╭─ Excerpted passage

Top British jazz singer Zoe McFarlane to be artist-in-residence at 2022 Cambridge Jazz Festival
Zara McFarlane, one of Britain’s foremost jazz vocalists, is the artist-in-residence at this year’s Cambridge Jazz Festival, which began last Thursday (November 10).
As part of her residency, audiences at the festival will have the chance to see Zara - a previous winner of the Jazz FM Award for Vocalist of the Year - perform live in two very different concerts.
“Yes, so I’m told!” laughs the affable singer-songwriter, when the subject of her being the artist-in-residence is raised.
“I was just asked to do it; I don’t know how it came about actually, but it was a nice thing to be asked to do.
“It means that I’m going to be featured a bit more during the festival. I’m going to be having two concerts - one with the Cambridge University Jazz Orchestra and then a duo performance, with voice and piano, to end the festival. That’s quite a nice thing to have two very different ways to showcase what I'm about, musically.”
Zara has always incorporated other styles of music into her sound and, like Courtney Pine, who featured in last week’s Cambridge Independent, started listening to reggae before she got into jazz.
“My parents are Jamaican so growing up I heard a lot of reggae music in the house,” she remembers. “Not really jazz particularly; I think I probably came to jazz through TV in some ways, seeing it in films, things like that."
Zara was first exposed to jazz through Nina Simone - “even though she didn't just do jazz music,” she notes. “I knew of Billie Holiday and Ella [Fitzgerald] on some levels, and when I started playing that in the house my mum knew all the songs already. But she wasn't playing them for me to hear - it was more reggae that I was hearing.”
At what point did the clearly very talented Zara decide to pursue music as a career?
“When I was about 11, I started writing songs,” she recalls, “or maybe before then... and then when I was about 16, I heard about a place called the BRIT School - very late actually.
“By the time I’d heard about it, I had like like a week or two weeks to try to apply to get in. I didn’t officially get in at first but then I got a reserve place, which meant that if someone couldn't go, or they decided not to go, then I might get a proper full place.”
Zara was eventually given an unconditional offer for a place at the South London-based performing arts school (Amy Winehouse was also there at around the same time as her, albeit briefly).

╰─
╭─ Entries provided

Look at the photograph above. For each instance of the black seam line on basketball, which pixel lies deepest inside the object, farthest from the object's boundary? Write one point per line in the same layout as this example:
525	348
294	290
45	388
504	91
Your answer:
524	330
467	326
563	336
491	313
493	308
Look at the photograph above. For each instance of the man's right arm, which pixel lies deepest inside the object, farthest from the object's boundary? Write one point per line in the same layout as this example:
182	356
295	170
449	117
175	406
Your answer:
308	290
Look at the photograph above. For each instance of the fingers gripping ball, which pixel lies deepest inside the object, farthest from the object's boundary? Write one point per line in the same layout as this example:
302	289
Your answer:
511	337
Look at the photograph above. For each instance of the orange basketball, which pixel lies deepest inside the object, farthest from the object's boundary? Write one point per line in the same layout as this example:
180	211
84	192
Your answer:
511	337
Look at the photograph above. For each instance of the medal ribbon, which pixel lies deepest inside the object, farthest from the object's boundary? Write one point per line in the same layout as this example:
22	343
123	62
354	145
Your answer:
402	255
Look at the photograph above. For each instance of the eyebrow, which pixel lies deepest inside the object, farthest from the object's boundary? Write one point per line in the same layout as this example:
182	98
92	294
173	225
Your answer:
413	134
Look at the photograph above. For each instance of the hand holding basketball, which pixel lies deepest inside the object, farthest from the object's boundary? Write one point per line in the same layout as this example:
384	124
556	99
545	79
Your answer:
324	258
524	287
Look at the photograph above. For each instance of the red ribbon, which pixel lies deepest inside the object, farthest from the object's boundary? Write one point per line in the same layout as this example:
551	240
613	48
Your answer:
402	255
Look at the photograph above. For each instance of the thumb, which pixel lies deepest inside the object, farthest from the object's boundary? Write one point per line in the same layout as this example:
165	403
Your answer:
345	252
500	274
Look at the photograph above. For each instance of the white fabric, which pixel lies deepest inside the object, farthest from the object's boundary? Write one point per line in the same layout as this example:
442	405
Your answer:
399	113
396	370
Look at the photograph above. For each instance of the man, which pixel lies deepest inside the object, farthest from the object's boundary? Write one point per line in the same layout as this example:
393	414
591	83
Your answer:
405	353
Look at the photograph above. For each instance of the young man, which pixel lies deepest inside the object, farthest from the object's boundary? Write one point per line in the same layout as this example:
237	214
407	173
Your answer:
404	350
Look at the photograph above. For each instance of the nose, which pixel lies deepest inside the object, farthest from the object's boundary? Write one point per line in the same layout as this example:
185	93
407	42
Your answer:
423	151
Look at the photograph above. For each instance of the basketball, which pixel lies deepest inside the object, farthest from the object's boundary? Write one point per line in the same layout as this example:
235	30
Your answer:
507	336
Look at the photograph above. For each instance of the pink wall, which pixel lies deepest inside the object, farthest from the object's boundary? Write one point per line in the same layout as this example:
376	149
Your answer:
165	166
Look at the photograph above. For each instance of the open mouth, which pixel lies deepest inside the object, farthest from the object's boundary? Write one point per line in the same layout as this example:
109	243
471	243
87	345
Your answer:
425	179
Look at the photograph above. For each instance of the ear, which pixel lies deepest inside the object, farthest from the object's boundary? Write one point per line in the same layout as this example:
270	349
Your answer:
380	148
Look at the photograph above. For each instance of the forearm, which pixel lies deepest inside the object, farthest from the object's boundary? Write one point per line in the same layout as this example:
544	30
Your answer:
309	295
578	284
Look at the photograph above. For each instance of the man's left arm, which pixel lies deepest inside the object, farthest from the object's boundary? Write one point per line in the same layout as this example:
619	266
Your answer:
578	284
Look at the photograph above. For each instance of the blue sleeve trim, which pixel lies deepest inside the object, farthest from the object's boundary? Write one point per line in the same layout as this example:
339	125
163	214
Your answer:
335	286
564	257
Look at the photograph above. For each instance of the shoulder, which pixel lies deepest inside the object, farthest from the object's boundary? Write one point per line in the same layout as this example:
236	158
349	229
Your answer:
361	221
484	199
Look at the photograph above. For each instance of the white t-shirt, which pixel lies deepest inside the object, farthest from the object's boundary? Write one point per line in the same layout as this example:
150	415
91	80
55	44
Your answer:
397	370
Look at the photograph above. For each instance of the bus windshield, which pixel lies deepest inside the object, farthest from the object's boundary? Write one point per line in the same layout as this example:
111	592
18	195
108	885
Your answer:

╰─

» **Directions**
(1) In the article about Zara McFarlane, render this sentence in French: "Zara was eventually given an unconditional offer for a place at the South London-based performing arts school (Amy Winehouse was also there at around the same time as her, albeit briefly)."
(2) Write the next part of the article about Zara McFarlane, picking up after its final sentence.
This material has no connection to the article about Zara McFarlane.

» **Exercise responses**
(1) Zara a finalement reçu une offre inconditionnelle pour une place dans l'école des arts du spectacle du sud de Londres (Amy Winehouse y était également à peu près à la même époque qu'elle, quoique brièvement).

(2)
“It was a really great thing to do, I studied musical theatre there,” explains Zara, “and really that was where I probably delved further into jazz, but not directly because a lot of jazz songs are from musicals, when it comes to the vocals.
“So later on when I studied for my degree and there was a jazz module, it was like, ‘I know this song, I know this song, I know this song’ but I didn’t know them in a jazz context, I knew them as the original pieces that they were from the musicals.”
Zara, who also works as a vocal coach, has released four albums to date: Until Tomorrow (2011), If You Knew Her (2014), Arise (2017), and Songs of an Unknown Tongue (2020). She won a Mobo Award for Best Jazz Act in 2014 and an Urban Music Award a year later, also for Best Jazz Act. She holds a Masters degree in jazz studies from the Guildhall School of Music and Drama.
“At the moment I'm working on a new project based around Sarah Vaughan,” reveals the hard-working musician, “she’s one of my favourite jazz singers of all time. Over Covid I released an album, which was actually much more electronic. It wasn’t really a jazz album but I saw it as a continuation of my third album, which explored reggae and jazz and other historical elements based around being a black British person, the history of Jamaica, things like that.”
Zara will be appearing at West Road Concert Hall with the Cambridge University Jazz Orchestra (CUJO) on Sunday, November 20 (tickets are £6-£15 plus booking fee), and as part of a duo in a more intimate setting at Frankopan Hall, Jesus College, on Saturday, November 26. Tickets are priced at £15 (£12 concessions, £10 for under 25s) plus booking fee.